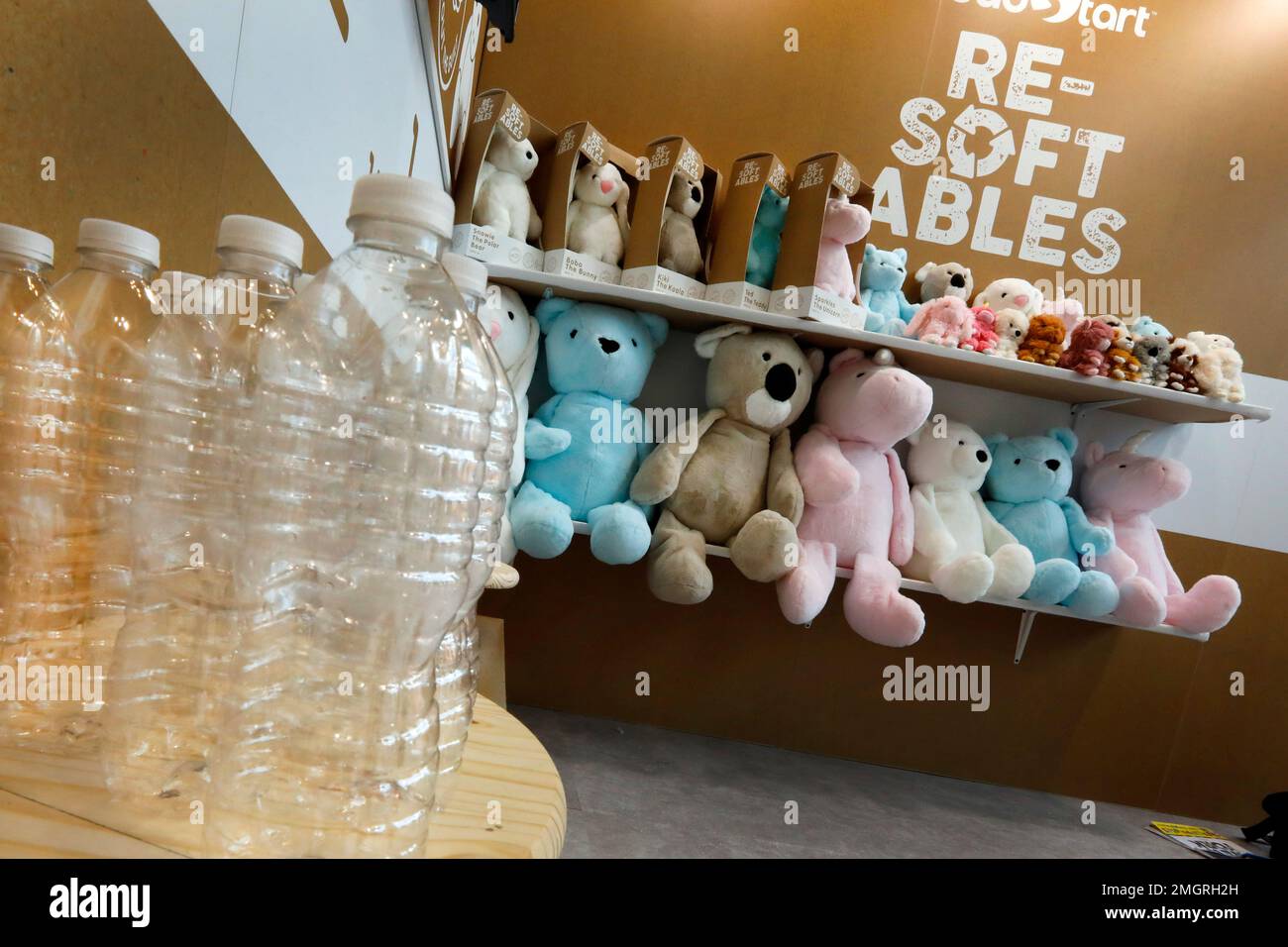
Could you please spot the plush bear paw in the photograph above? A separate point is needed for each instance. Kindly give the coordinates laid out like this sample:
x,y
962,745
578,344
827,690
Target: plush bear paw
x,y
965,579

■ ■ ■ ■

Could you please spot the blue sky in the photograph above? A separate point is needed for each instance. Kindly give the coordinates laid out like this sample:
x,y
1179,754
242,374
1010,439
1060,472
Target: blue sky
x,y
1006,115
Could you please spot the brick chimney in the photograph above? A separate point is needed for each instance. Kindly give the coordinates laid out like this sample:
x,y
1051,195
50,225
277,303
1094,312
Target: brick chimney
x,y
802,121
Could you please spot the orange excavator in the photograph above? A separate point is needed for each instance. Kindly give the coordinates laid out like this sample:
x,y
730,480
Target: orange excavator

■ ■ ■ ■

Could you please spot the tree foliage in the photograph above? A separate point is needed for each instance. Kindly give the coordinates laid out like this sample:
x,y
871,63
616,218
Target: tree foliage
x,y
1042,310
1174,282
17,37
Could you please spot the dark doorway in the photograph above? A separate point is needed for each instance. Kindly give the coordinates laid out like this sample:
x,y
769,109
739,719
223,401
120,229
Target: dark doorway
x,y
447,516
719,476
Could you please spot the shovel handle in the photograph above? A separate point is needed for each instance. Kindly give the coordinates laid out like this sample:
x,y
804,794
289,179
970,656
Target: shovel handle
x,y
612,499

■ ■ ■ ■

> **What is being asked**
Produce the number of lines in the data containing the string "coordinates", with nothing added.

> **Exercise answer**
7